### Segmentation mask data:
+--

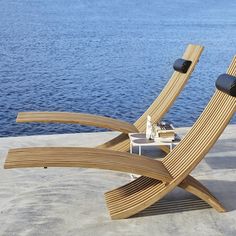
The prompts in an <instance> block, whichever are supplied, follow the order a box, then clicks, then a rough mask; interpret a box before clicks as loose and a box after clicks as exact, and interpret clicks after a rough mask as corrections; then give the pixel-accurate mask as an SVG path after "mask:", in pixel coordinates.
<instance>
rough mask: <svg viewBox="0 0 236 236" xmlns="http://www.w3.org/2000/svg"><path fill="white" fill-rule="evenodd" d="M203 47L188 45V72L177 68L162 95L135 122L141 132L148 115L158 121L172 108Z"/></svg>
mask: <svg viewBox="0 0 236 236" xmlns="http://www.w3.org/2000/svg"><path fill="white" fill-rule="evenodd" d="M203 49H204V48H203V47H202V46H200V45H192V44H189V45H188V46H187V48H186V50H185V53H184V54H183V59H185V60H189V61H191V62H192V63H191V65H190V67H189V69H188V71H187V73H181V72H178V71H176V70H175V71H174V73H173V75H172V76H171V79H170V80H169V82H168V83H167V84H166V86H165V87H164V89H163V90H162V92H161V93H160V95H159V96H158V97H157V98H156V99H155V101H154V102H153V103H152V104H151V106H150V107H149V108H148V109H147V110H146V112H145V113H144V114H143V115H142V116H141V117H140V118H139V119H138V120H137V121H136V122H135V123H134V125H135V126H136V128H137V129H138V130H139V131H140V132H144V131H145V128H146V120H147V116H148V115H150V116H151V117H152V121H153V122H158V121H160V120H161V119H162V118H163V116H164V115H165V114H166V112H167V111H168V110H169V109H170V107H171V106H172V104H173V103H174V102H175V100H176V98H177V96H178V95H179V94H180V92H181V91H182V89H183V88H184V86H185V84H186V83H187V81H188V79H189V77H190V75H191V74H192V72H193V70H194V67H195V66H196V64H197V63H198V60H199V58H200V56H201V53H202V51H203Z"/></svg>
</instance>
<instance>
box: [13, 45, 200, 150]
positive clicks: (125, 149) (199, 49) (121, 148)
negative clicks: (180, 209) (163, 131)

+--

### EXERCISE OBJECTIVE:
The answer should be an exact copy of the lines from the one containing "box: [13, 45, 200, 150]" through the last line of the entries, both included.

### FINISHED TASK:
box: [13, 45, 200, 150]
positive clicks: (125, 149) (199, 49) (121, 148)
negative clicks: (180, 209) (163, 131)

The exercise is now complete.